===== Материал упражнения

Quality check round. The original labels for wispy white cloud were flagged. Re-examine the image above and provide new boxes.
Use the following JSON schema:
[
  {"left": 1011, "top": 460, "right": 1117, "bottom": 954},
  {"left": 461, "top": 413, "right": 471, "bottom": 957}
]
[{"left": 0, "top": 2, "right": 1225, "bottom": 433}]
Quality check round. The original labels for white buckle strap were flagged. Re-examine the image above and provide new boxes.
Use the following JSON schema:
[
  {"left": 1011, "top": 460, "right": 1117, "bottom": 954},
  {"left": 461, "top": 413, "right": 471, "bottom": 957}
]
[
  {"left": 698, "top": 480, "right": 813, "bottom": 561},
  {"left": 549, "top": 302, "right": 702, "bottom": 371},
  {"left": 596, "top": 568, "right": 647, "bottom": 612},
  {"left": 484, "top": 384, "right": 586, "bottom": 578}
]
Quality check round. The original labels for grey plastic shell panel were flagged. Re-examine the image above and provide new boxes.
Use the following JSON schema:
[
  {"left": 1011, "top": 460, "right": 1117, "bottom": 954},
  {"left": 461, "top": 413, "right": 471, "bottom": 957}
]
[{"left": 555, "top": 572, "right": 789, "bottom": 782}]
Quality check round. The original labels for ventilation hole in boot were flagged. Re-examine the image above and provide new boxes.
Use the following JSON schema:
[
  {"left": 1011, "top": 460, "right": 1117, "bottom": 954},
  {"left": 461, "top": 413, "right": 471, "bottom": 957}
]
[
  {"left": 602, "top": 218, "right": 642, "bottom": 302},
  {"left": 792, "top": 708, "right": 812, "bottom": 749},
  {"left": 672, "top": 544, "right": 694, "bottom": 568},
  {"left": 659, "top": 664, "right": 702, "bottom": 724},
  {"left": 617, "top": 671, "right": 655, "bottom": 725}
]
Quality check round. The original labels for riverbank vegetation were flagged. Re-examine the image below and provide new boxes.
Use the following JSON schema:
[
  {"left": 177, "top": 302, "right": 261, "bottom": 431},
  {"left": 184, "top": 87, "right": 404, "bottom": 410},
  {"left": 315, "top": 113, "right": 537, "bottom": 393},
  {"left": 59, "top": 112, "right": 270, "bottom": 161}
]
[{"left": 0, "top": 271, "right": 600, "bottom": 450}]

==========

* Что сделать: Пожалуйста, перепишите все строки выше, заменив «Quality check round» на «Review round». Всё остальное в строках оставьте без изменений.

* Готовое упражнение:
Review round. The original labels for wispy white cloud were flagged. Re-examine the image above and provide new boxes.
Use the following JSON schema:
[
  {"left": 1011, "top": 460, "right": 1117, "bottom": 954},
  {"left": 461, "top": 413, "right": 471, "bottom": 957}
]
[{"left": 0, "top": 2, "right": 1225, "bottom": 433}]
Review round. The original labels for white buckle strap were flagged. Re-examine the image above and provide new boxes.
Use the following JSON schema:
[
  {"left": 1011, "top": 460, "right": 1117, "bottom": 954},
  {"left": 461, "top": 413, "right": 471, "bottom": 957}
]
[
  {"left": 698, "top": 480, "right": 813, "bottom": 561},
  {"left": 549, "top": 302, "right": 702, "bottom": 371},
  {"left": 596, "top": 568, "right": 647, "bottom": 612},
  {"left": 484, "top": 384, "right": 586, "bottom": 578}
]
Review round. The original labels for grey plastic shell panel were flagged. Re-examine the image above and provide new boxes.
Use the following JSON schema:
[
  {"left": 1011, "top": 460, "right": 1117, "bottom": 954},
  {"left": 461, "top": 413, "right": 471, "bottom": 957}
]
[{"left": 555, "top": 572, "right": 789, "bottom": 782}]
Review round. The original labels for ventilation hole in boot were flagged. Re-examine the image above and provide new boxes.
Use the following JSON schema:
[
  {"left": 1011, "top": 460, "right": 1117, "bottom": 954},
  {"left": 461, "top": 413, "right": 471, "bottom": 957}
]
[
  {"left": 602, "top": 218, "right": 642, "bottom": 302},
  {"left": 792, "top": 708, "right": 812, "bottom": 749},
  {"left": 672, "top": 544, "right": 694, "bottom": 568},
  {"left": 659, "top": 664, "right": 702, "bottom": 724},
  {"left": 617, "top": 671, "right": 655, "bottom": 725}
]
Review round. The original labels for riverbank vegetation were flagged. Re-examine the image below and provide new boxes.
Use the following JSON schema:
[
  {"left": 177, "top": 302, "right": 261, "bottom": 431},
  {"left": 184, "top": 87, "right": 404, "bottom": 410},
  {"left": 315, "top": 113, "right": 537, "bottom": 393},
  {"left": 59, "top": 112, "right": 270, "bottom": 161}
]
[{"left": 0, "top": 271, "right": 600, "bottom": 450}]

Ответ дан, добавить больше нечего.